**Assignment:** In the material below, repeat only the lines from the one that holds "Objective — one point per instance of the window" through the final line, exactly as they stand.

*** Input data ***

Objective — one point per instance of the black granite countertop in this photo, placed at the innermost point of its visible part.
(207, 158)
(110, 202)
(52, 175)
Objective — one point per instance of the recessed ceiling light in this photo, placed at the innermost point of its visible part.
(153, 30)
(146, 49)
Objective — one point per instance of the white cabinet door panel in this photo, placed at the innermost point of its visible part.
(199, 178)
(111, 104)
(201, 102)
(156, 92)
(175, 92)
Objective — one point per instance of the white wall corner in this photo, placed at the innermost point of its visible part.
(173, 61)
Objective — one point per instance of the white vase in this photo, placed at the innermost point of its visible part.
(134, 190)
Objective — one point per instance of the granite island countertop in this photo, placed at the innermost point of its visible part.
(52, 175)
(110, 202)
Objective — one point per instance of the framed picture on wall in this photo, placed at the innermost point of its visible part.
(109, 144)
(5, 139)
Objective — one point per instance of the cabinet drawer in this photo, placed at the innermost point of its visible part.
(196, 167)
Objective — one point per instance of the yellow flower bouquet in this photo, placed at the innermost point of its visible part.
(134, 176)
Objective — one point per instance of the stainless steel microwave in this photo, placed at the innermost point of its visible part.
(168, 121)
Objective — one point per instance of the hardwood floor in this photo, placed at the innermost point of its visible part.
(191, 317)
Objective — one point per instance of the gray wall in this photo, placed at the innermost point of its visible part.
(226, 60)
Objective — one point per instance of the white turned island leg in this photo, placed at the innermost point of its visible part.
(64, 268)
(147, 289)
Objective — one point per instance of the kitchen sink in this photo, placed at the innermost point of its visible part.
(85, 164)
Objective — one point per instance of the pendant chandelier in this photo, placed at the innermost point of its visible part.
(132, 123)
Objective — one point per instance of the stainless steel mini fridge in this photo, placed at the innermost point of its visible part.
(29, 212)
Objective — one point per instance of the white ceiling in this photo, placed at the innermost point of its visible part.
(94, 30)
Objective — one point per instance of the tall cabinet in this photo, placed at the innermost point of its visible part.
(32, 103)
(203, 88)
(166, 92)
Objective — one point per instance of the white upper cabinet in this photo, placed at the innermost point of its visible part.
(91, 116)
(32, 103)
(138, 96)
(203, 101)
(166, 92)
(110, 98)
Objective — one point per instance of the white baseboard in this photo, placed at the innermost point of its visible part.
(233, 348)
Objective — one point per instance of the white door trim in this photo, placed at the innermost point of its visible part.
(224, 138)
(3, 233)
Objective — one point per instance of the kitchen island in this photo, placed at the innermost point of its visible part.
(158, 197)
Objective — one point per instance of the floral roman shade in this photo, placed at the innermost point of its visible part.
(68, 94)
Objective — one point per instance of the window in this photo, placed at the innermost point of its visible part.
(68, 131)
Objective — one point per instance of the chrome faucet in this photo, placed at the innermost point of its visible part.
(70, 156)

***

**Result of this exercise:**
Objective — one point per instance of the window in this photo, placed at the innermost point of its visible part.
(68, 131)
Objective — one point per instance of the chrome faucet in this photo, placed at the innermost point of its visible part.
(70, 156)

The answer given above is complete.